§ **AIM OF THE TASK**
All of the lines below are to be printed again exactly; images are excluded from the output.

§ **SUPPLIED INFORMATION**
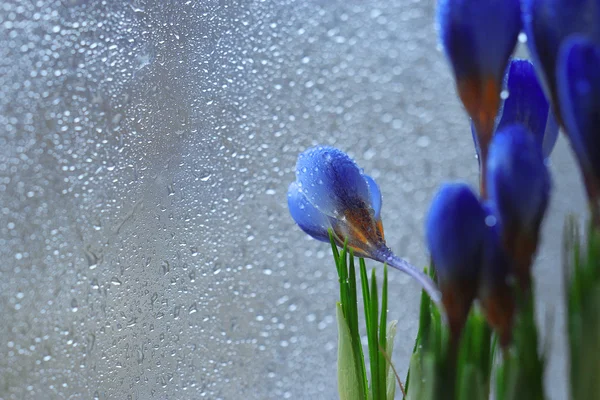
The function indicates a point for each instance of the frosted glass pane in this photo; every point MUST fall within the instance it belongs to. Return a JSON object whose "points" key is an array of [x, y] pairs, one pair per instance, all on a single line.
{"points": [[145, 152]]}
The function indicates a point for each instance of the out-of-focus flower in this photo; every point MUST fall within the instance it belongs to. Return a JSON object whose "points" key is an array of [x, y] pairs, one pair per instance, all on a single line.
{"points": [[332, 193], [527, 104], [478, 37], [548, 23], [578, 76], [519, 186], [455, 232], [495, 292]]}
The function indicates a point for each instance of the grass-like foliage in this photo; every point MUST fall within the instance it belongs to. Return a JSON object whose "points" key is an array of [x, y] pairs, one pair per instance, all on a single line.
{"points": [[582, 274], [353, 383]]}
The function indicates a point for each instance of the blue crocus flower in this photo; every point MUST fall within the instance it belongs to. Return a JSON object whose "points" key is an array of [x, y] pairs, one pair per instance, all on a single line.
{"points": [[519, 185], [578, 75], [455, 232], [548, 23], [332, 193], [527, 104], [478, 37], [495, 292]]}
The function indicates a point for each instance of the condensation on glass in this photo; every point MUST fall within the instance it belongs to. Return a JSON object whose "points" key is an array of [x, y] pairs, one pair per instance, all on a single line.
{"points": [[145, 152]]}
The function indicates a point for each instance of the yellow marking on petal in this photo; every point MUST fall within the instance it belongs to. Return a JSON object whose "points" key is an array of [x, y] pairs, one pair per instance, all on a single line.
{"points": [[380, 229], [481, 98]]}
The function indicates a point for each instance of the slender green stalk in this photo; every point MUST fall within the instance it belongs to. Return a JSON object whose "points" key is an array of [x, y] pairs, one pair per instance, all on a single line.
{"points": [[373, 340], [382, 329]]}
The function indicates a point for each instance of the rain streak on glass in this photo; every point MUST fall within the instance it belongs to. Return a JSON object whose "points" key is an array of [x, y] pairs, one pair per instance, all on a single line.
{"points": [[145, 153]]}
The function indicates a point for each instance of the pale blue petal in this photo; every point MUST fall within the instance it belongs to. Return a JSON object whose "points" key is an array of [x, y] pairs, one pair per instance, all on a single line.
{"points": [[376, 200], [331, 181], [308, 218]]}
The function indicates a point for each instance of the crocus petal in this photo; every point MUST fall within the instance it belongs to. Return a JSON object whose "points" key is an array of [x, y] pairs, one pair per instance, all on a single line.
{"points": [[332, 181], [308, 218], [526, 103], [495, 292], [578, 77], [455, 229], [518, 179], [548, 23], [376, 200], [479, 36], [550, 135]]}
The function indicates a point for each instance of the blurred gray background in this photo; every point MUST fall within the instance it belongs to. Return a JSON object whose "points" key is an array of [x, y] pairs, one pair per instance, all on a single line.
{"points": [[145, 152]]}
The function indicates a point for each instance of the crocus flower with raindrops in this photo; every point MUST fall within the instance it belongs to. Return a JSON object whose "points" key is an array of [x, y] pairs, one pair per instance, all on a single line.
{"points": [[519, 186], [332, 193], [578, 74], [479, 37], [548, 23], [455, 233], [526, 104], [494, 291]]}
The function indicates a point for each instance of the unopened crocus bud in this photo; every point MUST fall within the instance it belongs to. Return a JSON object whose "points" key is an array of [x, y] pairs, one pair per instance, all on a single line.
{"points": [[548, 23], [578, 74], [495, 290], [479, 37], [527, 105], [455, 232], [519, 186]]}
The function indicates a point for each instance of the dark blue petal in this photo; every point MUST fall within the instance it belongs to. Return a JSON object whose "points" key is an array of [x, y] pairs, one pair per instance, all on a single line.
{"points": [[332, 181], [479, 36], [475, 140], [376, 200], [455, 229], [548, 23], [526, 103], [518, 180], [495, 292], [308, 218], [550, 135], [579, 93]]}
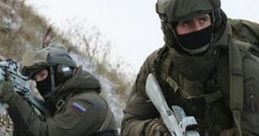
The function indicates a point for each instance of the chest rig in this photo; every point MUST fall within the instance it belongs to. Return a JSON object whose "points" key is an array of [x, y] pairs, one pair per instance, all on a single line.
{"points": [[207, 101]]}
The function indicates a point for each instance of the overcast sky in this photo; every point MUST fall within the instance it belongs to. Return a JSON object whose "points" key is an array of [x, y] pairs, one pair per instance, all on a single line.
{"points": [[132, 26]]}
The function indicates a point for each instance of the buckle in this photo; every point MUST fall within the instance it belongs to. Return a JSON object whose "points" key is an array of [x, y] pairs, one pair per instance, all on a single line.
{"points": [[60, 104]]}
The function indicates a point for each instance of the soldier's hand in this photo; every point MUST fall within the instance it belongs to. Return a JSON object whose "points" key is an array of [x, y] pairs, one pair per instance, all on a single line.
{"points": [[156, 128], [6, 91]]}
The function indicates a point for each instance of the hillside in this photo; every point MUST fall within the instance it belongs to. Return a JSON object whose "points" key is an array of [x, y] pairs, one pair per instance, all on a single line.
{"points": [[21, 29]]}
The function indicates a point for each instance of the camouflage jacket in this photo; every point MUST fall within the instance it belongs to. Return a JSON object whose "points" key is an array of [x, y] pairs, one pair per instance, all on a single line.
{"points": [[83, 112], [213, 118]]}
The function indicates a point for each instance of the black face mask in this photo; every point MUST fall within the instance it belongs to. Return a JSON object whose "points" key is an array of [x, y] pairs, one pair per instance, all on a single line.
{"points": [[196, 42], [44, 86]]}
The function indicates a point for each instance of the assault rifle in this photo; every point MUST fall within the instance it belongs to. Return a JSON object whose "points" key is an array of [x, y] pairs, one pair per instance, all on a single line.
{"points": [[9, 69], [175, 120]]}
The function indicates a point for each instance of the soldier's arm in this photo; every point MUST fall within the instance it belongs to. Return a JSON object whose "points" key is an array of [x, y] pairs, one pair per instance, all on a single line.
{"points": [[250, 115], [71, 121], [139, 111]]}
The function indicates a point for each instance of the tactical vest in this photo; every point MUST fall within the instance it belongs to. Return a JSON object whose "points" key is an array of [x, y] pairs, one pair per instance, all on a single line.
{"points": [[214, 104]]}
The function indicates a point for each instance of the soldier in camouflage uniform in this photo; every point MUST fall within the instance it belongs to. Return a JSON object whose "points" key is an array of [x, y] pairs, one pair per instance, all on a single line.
{"points": [[212, 60], [73, 104]]}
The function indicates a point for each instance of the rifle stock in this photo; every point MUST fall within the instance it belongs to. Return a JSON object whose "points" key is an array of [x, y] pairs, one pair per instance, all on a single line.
{"points": [[9, 68], [175, 120]]}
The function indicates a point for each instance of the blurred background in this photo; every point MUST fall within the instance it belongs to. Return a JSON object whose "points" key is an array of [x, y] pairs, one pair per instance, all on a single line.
{"points": [[109, 38]]}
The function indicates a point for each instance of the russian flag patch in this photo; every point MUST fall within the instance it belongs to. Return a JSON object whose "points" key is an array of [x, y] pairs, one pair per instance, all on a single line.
{"points": [[77, 107]]}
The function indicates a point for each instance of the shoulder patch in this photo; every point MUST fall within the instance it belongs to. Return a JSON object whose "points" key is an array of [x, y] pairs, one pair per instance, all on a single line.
{"points": [[78, 107]]}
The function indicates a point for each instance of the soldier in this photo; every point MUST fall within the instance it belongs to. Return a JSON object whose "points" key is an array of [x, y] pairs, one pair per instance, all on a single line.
{"points": [[74, 106], [214, 63]]}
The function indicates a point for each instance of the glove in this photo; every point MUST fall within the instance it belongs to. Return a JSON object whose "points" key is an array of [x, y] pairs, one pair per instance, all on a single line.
{"points": [[6, 91], [156, 128], [229, 132]]}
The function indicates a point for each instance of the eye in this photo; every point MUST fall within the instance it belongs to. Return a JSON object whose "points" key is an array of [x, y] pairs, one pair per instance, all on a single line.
{"points": [[204, 19]]}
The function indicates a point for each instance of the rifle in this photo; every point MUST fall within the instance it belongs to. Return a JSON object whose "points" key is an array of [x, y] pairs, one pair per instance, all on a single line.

§ **SOLUTION BELOW**
The function indicates a point for each instance of the frosted glass pane in this photo; every point MUST fall within the instance it belongs to. Return a JSON object whose "points" key is an array of [x, y] pairs, one pair per instance, all on a single line.
{"points": [[145, 152]]}
The function indicates a point for each instance of the out-of-focus flower in this photo; every point MUST fall within the instance it belongs to. Return a JSON object whose "points" key is an array of [x, y] pairs, one pair per instance, all on a single line.
{"points": [[332, 193], [527, 104], [478, 37], [548, 23], [578, 76], [519, 186], [455, 232], [495, 292]]}
The function indicates a point for each instance of the grass-like foliage in this photo; every point MUST fall within the instance it belongs to. Return a JSON object whose "points" key is an array of [x, y] pairs, one pair per instance, all on a single line.
{"points": [[582, 274], [353, 383]]}
The function indicates a point for each instance of the blue crocus flower in this photo; every point MUST fall within the instance it belongs to. Return a JSON object whose "points" key is an array of [x, y] pairs, one pair per instance, all on a single line.
{"points": [[519, 185], [578, 75], [455, 232], [548, 23], [332, 193], [527, 104], [478, 37], [495, 292]]}
The function indicates a point for each instance of the condensation on glass in this photo; every point MUST fall within the instance it belongs to. Return a JSON object whose "points" key is an array of [x, y] pairs, one pair per instance, all on a single line.
{"points": [[145, 152]]}
The function indicates a point for each instance of the yellow marking on petal in this photo; every point MUST fall within the instance it belongs to. Return a JSON object whose "points" key is an array of [x, y] pairs, one pair per instance, all on a single line.
{"points": [[380, 229], [481, 98]]}
The function indicates a point for each instance of the slender green stalk in this photo; every point MUST fall within the instance it belongs to. Return a JSON object whose "points" key is an array of [x, y] pairs, one pair per instance, all on a single line.
{"points": [[373, 340], [382, 329]]}
The function indicates a point for each instance of the rain streak on glass in this photo; every point MUST fall within the instance it belongs to. Return a JSON object whose "points" key is an array of [x, y] pairs, one pair per instance, all on a single line.
{"points": [[145, 153]]}
The function indicates a point for each instance of the pale blue petal in this photo; every point MUST fall within the instance it belongs to. Return a JSON object whose "points" key is an array of [x, y] pairs, one pair per instance, all on a single line.
{"points": [[376, 200], [331, 181], [308, 218]]}
The function indicates a point for each instance of the crocus petal in this photo; every point MUST fall within the instance it belongs to. Return a JSON object whose "points" key is an array of [x, y] pairs, one pair per instance, all on a single line.
{"points": [[332, 181], [308, 218], [526, 103], [495, 292], [578, 77], [455, 229], [518, 179], [548, 23], [376, 200], [479, 36], [550, 135]]}
The function indicates a point for each instance of the blurred gray background in this photo; every point MUST fall within the instance it belongs to. Return a JSON object whose "points" key is an array of [x, y] pairs, one pair per instance, all on a single line.
{"points": [[145, 152]]}
The function indicates a point for each instance of the crocus flower with raindrops in this photo; every point MUST fall within the instance it belongs to. Return a JSON object whose "points" key is an array of [x, y] pairs, one pair per instance, all on a single line.
{"points": [[519, 186], [332, 193], [578, 74], [479, 37], [548, 23], [455, 233], [526, 104], [494, 291]]}
The function indicates a point for each instance of the unopened crocus bud in this photo; every point MUST fall within the instance it belongs to. Return a JSON object whose "points" key is an array of [x, y] pairs, one pair per instance, all on a single line.
{"points": [[548, 23], [578, 74], [495, 290], [479, 37], [527, 105], [455, 232], [519, 186]]}
The function indicates a point for each instance of the dark blue petal in this photo; every point MUST fall within the instance it belongs to. Return a JSON object whose "points" key is an array of [x, y] pairs, one pair per instance, all on a single line.
{"points": [[332, 181], [479, 36], [475, 140], [376, 200], [455, 229], [548, 23], [526, 103], [518, 180], [495, 292], [308, 218], [550, 135], [579, 93]]}
The function indicates a point for each instance of the chest rig in this photo; every point MUST fall within the instance it belongs to. Return a JSON object whose "points" key is an array of [x, y] pairs, one pair per instance, all on a single line.
{"points": [[207, 101]]}
The function indicates a point for each instance of the overcast sky in this photo; every point MUST fall within the instance it belongs to. Return a JSON object whose "points" key is an array of [x, y] pairs, one pair per instance, all on a single line.
{"points": [[132, 26]]}
The function indicates a point for each instance of the buckle in this photo; every point MUST fall within the instance it belongs to. Return a JSON object whose "points" key is an array of [x, y] pairs, one pair per instance, all on a single line.
{"points": [[60, 104]]}
The function indicates a point for each instance of the soldier's hand in this photo; every point MUST fall within the instance it belongs to. Return a JSON object whose "points" key is an array of [x, y] pairs, one pair per instance, all on a single line.
{"points": [[156, 128], [6, 91]]}
The function indicates a point for each instance of the hillside in this photo; every point MUST fall within the instance it belongs to. Return a JSON object whose "points" key is an array of [x, y] pairs, one pair per instance, all on a single line.
{"points": [[21, 29]]}
The function indicates a point for each instance of the camouflage jacket in this photo; every point MUST fall within the instance it belongs to. Return a JSON object whose "points" key is an array of [x, y] pairs, one pair per instance, all on a single line.
{"points": [[83, 112], [213, 118]]}
The function indicates a point for each instance of the black face mask in this photo; every point MUST fall within the instance it belongs to. Return a JSON object whose "points" key is an array of [x, y] pairs, one pair per instance, all on a single line.
{"points": [[196, 42], [44, 86]]}
The function indicates a point for each instance of the assault rifle in this photo; every point MUST fall within the instance it belongs to. Return a JSON object whose "points" key is an array of [x, y] pairs, one pair per instance, all on a single line.
{"points": [[9, 69], [175, 120]]}
The function indicates a point for each instance of the soldier's arm in this photo; every point MUST fall within the instance it belongs to. Return a JSON object whose "points" key is an array of [x, y] pairs, one pair per instance, all on a single line.
{"points": [[250, 115], [71, 121], [139, 111]]}
The function indicates a point for each instance of the tactical vest in this photo; every point MUST fall within the instance it belongs to. Return a JSON object whose "points" key is an array of [x, y] pairs, one pair per instance, all on a single line.
{"points": [[214, 104]]}
The function indicates a point for each instance of the soldier in camouflage uniform in this photo; every point MUST fall within the instance it belongs to. Return a JSON object whose "points" key is an array of [x, y] pairs, one pair per instance, all on a single line.
{"points": [[212, 60], [73, 104]]}
The function indicates a point for each instance of the rifle stock in this photo; every point MUST fall within the instance it belongs to. Return a JSON object whose "points" key is an array of [x, y] pairs, one pair per instance, all on a single line.
{"points": [[9, 68], [175, 120]]}
The function indicates a point for each instance of the blurred background in this photo; every point MUST fall within the instance it belongs to. Return a JSON object whose "points" key is an array of [x, y] pairs, one pair per instance, all on a single line.
{"points": [[109, 38]]}
The function indicates a point for each instance of the russian flag patch in this photo; every point MUST fall within the instance it belongs to. Return a JSON object whose "points" key is an array of [x, y] pairs, one pair per instance, all on a single line.
{"points": [[77, 107]]}
The function indicates a point for each instance of the shoulder patch in this photo; every point MUST fall within the instance it belongs to. Return a JSON object whose "points" key is an array of [x, y] pairs, one pair per instance, all on a single line.
{"points": [[78, 107]]}
The function indicates a point for each instance of the soldier in this photo; every point MUST fall within the instance it belongs to. Return a JSON object whose "points" key is an array of [x, y] pairs, one pair per instance, all on a single line.
{"points": [[74, 106], [214, 63]]}
The function indicates a point for each instance of the glove in this photo; every point MUST fall within the instance it belongs to. Return a JSON object whose "points" key is an array of [x, y] pairs, one pair per instance, all on a single line.
{"points": [[6, 91], [156, 128], [229, 132]]}
The function indicates a point for each instance of the eye in this photo; every point MUST fall within the instance it belongs to. Return a JSON object whose "points" key is an array of [x, y] pairs, one pair per instance, all on a single line.
{"points": [[204, 19]]}
The function indicates a point for each instance of the rifle in this photo; every point MUST fall within the instance it belongs to. Return a JSON object whose "points" key is an array of [x, y] pairs, one pair per instance, all on a single line.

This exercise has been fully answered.